→ **What this task involves**: Gather each line of the data below that contains the string "state". Letter case matters when matching.

· · · · · · ·

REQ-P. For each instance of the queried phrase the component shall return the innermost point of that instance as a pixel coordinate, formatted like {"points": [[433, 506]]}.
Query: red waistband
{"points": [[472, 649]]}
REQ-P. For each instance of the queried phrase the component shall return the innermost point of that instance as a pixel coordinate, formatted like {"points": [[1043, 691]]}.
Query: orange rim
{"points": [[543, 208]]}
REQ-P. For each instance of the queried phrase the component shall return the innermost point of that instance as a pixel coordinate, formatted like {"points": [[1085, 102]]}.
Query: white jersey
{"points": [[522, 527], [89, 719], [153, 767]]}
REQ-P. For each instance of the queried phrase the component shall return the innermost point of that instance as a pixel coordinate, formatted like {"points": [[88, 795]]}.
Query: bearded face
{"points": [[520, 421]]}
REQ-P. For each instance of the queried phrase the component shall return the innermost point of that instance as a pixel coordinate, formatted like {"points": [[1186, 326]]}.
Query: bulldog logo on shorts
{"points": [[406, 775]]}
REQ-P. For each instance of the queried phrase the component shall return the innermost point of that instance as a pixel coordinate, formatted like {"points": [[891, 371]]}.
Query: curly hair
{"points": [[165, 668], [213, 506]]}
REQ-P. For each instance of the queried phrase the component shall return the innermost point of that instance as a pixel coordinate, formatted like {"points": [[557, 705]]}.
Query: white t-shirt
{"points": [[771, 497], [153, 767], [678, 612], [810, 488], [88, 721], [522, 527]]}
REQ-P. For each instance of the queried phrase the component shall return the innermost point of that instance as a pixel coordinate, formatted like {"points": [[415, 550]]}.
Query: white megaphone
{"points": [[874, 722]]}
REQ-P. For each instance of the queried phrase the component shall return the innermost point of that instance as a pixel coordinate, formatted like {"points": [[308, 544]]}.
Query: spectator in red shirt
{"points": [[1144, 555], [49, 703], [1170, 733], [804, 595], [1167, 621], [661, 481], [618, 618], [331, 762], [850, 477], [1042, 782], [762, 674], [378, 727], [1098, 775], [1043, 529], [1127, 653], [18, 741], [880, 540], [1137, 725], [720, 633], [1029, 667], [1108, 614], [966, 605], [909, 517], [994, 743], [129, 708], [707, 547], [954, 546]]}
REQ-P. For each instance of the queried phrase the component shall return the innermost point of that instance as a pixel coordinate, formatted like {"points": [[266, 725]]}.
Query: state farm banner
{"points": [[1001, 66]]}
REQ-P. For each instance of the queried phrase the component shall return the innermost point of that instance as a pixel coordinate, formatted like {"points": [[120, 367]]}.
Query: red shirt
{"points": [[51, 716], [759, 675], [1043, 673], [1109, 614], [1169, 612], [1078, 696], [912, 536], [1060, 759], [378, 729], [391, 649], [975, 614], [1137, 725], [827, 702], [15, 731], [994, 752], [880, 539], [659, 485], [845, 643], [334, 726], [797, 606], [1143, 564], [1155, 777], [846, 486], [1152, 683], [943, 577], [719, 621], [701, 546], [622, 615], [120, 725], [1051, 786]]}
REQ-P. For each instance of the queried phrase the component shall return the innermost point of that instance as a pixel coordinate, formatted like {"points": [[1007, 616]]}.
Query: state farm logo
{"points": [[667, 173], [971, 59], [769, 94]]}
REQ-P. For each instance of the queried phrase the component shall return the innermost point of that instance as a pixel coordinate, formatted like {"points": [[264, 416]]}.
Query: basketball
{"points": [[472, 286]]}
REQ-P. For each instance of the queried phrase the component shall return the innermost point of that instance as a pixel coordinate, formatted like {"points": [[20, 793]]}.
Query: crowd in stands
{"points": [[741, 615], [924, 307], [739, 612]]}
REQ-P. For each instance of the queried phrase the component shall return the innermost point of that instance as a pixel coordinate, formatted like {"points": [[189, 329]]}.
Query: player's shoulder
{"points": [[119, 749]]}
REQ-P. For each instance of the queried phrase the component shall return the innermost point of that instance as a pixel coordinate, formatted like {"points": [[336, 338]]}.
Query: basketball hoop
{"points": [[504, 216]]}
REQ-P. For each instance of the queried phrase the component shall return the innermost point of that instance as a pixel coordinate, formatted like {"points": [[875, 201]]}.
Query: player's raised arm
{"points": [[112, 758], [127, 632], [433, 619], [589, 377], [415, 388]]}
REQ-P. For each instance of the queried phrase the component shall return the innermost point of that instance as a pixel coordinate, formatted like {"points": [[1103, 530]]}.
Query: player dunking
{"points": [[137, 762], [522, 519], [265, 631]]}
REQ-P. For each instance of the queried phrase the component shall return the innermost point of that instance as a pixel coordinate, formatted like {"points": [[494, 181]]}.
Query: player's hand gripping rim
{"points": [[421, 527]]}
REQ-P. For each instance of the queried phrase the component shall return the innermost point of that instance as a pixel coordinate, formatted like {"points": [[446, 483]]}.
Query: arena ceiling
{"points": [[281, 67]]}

· · · · · · ·

→ **Expected output**:
Query: state farm banner
Query: state farm logo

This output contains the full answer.